# [Description of the task]
Copy out exactly the lines from the one containing "the sunglasses ->" to the end of the records below, both included, and nothing else.

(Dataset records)
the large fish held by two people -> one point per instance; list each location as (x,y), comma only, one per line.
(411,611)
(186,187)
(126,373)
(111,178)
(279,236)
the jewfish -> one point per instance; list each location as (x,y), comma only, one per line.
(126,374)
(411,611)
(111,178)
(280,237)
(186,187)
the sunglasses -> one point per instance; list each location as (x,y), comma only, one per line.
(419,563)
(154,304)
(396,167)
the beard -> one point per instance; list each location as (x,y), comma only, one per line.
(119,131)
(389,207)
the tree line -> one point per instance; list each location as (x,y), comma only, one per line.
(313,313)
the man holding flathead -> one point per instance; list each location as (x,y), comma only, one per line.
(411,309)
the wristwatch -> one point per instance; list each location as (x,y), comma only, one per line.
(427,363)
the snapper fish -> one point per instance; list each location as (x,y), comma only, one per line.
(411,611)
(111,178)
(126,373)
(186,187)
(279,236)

# [Response area]
the sunglasses -> one point per instance; list each location as (x,y), comma only, one per line.
(419,563)
(154,304)
(396,167)
the beard -> one point per instance; list each location as (x,y), comma only, one per line.
(119,131)
(389,207)
the tree line -> one point per instance; list each location as (x,y), comma only, one per line.
(313,313)
the man holding flathead -> one point per instance; list each location as (x,y), comma only, one per line.
(411,309)
the wristwatch -> one point per instance; list each location as (x,y), comma only, one per line.
(427,363)
the snapper fish -> one point per instance; list each location as (x,y), comma only, one per line.
(411,611)
(111,178)
(126,373)
(186,187)
(279,236)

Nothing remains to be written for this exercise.